- [WHAT TO WORK ON]:
Please copy out everything in the court opinion from "From the foregoing" down to "Judgment reversed.", renaming "applicant" as "claimant".

═════ PASSAGE TO READ ═════

Certainly the testimony of the wife as to the condition of her husband when he came home Thursday, April 16, holding his back and complaining that it hurt him awfully; that Friday morning he was still in pain, and that Saturday his pain increased, and Saturday afternoon his brother was dragging him when he came home; that he was put to bed where he remained until his death on June 8, was all competent. Her testimony was direct that he was in good physical condition, weighing about 175 pounds before the injury, and ever since she had known him. Nor were the expressions, exclamations, or complaints to her that he had strained himself lifting a box of glass subject to objection. Such expressions were descriptive of present pain complained of by the deceased, and were expressive of natural reflexes of what it might he impossible to show by other testimony. Travelers Insurance Co. v. Mosley, supra; Hammond v. Industrial Commission, supra. The evidence objected to was not in the nature of a narrative of when, where, and how the accident occurred, but should more properly be construed as being in the nature of such complaints, exclamations, and expressions as usually and naturally accompany and furnish evidence of a present-existing pain or malady. It was properly admitted. Travelers Insurance Co. v. Mosley, supra; Hammond v. Industrial Com. supra; Bacon v. Charlton, 61 Mass. 581, 586.

From the foregoing it is seen that the evidence introduced with respect to an accidental injury was not entirely hearsay, as urged by the defendant in error, but that the applicant, by competent evidence, sustained the burden of proof that the death was caused *530by an injury arising out of and in the course of employment. The judge therefore erred in setting aside the award of the full board of directors allowing compensation.

Judgment reversed.

Broyles, G. J.3 and Guerry, J., concur.

═════ PROVIDED INFORMATION ═════

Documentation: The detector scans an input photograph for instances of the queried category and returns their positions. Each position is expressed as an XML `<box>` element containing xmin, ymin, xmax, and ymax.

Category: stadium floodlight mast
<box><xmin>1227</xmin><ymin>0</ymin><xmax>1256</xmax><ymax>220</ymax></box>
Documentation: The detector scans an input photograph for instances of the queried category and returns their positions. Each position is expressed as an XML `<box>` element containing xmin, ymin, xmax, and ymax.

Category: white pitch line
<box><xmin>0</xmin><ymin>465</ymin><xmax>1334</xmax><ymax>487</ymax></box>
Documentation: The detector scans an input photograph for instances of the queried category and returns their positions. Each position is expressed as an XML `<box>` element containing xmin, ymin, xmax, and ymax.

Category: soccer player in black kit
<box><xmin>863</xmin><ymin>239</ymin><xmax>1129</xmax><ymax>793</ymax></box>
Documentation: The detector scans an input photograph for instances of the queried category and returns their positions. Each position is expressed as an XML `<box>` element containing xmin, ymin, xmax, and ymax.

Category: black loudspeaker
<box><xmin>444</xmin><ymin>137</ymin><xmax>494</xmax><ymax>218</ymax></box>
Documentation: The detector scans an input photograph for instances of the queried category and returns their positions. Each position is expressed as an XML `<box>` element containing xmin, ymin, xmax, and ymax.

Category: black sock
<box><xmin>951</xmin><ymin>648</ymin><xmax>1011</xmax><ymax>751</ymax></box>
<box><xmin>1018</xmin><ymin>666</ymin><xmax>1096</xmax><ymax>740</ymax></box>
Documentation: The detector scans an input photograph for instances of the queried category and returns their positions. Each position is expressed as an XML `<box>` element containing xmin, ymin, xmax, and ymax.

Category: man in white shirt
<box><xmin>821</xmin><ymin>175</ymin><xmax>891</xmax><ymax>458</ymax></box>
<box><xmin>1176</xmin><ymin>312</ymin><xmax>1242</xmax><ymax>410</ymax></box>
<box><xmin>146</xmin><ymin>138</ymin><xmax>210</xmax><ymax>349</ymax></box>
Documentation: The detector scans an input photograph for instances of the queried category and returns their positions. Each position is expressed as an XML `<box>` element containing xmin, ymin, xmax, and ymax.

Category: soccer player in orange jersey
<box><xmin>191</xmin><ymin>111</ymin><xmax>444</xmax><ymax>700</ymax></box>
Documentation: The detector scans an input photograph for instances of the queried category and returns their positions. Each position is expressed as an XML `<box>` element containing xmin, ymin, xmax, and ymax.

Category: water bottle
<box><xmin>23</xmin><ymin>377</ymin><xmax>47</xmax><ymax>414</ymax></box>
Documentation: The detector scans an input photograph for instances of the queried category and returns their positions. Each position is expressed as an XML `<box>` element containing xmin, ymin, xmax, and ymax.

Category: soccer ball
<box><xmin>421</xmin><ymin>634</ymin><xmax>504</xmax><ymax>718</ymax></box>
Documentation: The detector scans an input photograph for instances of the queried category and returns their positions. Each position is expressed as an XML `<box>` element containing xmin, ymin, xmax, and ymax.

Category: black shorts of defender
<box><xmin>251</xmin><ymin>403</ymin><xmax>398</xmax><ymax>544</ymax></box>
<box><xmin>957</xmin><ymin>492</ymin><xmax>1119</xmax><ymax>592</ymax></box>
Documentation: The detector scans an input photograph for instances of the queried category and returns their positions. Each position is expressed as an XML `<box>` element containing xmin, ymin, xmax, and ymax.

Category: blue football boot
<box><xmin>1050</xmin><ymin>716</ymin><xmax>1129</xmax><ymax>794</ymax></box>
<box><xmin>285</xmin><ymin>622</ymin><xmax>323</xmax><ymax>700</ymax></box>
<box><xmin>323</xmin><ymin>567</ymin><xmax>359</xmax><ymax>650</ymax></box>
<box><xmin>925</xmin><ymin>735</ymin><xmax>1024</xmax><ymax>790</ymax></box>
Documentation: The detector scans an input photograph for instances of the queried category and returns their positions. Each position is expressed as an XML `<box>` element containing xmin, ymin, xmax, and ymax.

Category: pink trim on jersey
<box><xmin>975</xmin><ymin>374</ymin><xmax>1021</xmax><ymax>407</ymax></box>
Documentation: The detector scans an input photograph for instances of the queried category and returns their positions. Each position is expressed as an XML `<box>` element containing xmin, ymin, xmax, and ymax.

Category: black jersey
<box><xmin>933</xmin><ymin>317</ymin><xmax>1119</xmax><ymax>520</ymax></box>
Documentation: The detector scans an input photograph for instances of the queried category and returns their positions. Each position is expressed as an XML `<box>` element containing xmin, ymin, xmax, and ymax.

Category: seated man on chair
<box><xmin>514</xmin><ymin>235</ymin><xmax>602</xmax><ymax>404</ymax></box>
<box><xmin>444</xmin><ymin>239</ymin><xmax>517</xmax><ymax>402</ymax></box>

═════

- [WRITTEN SOLUTION]:
From the foregoing it is seen that the evidence introduced with respect to an accidental injury was not entirely hearsay, as urged by the defendant in error, but that the claimant, by competent evidence, sustained the burden of proof that the death was caused *530by an injury arising out of and in the course of employment. The judge therefore erred in setting aside the award of the full board of directors allowing compensation.

Judgment reversed.